#### [Problem description]
Rewrite the entries below, substituting "point" for "marker" wherever it occurs and changing nothing else.

#### [Records]
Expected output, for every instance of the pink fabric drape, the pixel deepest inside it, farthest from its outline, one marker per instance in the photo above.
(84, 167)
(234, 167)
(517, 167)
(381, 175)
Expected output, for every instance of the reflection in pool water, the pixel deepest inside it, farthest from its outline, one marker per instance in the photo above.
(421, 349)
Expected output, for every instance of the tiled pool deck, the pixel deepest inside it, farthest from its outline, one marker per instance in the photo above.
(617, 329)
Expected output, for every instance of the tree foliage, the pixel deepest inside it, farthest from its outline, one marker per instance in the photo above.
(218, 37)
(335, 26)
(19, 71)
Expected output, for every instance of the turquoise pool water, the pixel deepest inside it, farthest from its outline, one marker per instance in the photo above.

#### [Solution for this task]
Expected output, for every instance of the pink fabric drape, the pixel deepest inside it, farthest from its outline, one point per instance in the photo above.
(84, 167)
(234, 167)
(517, 167)
(381, 175)
Expected output, for every instance of the reflection in pool water, the pixel deepest inside it, farthest from its outline, one point per instance in the photo above.
(421, 349)
Expected output, for every instance of the tiled pool deck, the pixel deepest inside it, farthest from its outline, one point per instance in the photo above.
(617, 329)
Expected output, for every instance of the tree foliage, the pixel deepest inside it, farthest from its outline, one point per instance in the photo above.
(218, 37)
(335, 26)
(19, 71)
Expected output, for every instance of the turquoise pool water, the pixel deepest inside it, farthest from its outline, one point per instance in the photo above.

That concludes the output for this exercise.